PROBLEM: The answer must restate every record word for word.

SUPPLIED RECORDS: Begin

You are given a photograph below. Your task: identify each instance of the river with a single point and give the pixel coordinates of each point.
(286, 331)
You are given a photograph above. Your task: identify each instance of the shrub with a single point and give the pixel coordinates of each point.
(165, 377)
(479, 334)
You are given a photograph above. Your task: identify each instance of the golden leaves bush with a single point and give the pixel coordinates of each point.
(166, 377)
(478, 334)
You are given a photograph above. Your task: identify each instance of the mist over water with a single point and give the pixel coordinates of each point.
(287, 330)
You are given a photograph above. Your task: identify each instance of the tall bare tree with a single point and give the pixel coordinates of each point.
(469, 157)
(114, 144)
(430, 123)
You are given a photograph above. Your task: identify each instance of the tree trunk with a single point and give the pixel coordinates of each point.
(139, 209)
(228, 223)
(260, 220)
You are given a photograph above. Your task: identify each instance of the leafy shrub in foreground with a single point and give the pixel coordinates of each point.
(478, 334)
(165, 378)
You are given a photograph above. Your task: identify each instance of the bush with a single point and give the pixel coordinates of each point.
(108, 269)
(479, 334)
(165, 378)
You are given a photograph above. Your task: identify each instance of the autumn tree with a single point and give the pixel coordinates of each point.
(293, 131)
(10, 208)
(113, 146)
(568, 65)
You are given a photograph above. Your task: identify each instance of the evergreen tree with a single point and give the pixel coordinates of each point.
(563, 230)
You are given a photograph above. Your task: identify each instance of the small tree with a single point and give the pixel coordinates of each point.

SUPPLIED RECORDS: End

PROBLEM SOLUTION:
You are given a photograph below. Your task: identify each instance of the river with a single point and give the pixel coordinates of each point.
(286, 331)
You are given a photograph above. Your task: identify each instance of the shrub with a single point and give the pixel coordinates of each point.
(165, 377)
(479, 334)
You are given a photograph above. Your task: identify each instance of the golden leaves bush with a single point and give the pixel coordinates of each point.
(166, 377)
(478, 334)
You are given a photograph above. Your task: identify each instance of the mist over water with a single point and give the pixel coordinates of each point.
(287, 330)
You are given a photograph above. Your task: identify each instance of the tall bare tree with a single point and give the pixel coordinates of each point.
(469, 157)
(114, 144)
(430, 123)
You are given a photograph above. Your task: identify each instance of the tree trunk with a single point and give the pixel coordinates of each point.
(139, 209)
(228, 223)
(260, 220)
You are given a photograph above. Your task: identify each instance of the leafy shrub in foreground with a single point and give the pixel coordinates of each point.
(478, 334)
(165, 378)
You are given a photograph above. Your task: identify each instance of the bush with a single point and give the pixel coordinates of each point.
(108, 269)
(479, 334)
(165, 378)
You are given a photograph above. Your task: identify each instance of the autumn tree with a single point and give the pixel coordinates of each point.
(293, 131)
(10, 208)
(113, 146)
(568, 65)
You are given a photograph above. Your task: identify each instance of the evergreen tree with a single point and give the pixel coordinates of each point.
(563, 230)
You are given a photograph above. Your task: identify each instance of the small tree with a single point and give the pixel coordinates of each point.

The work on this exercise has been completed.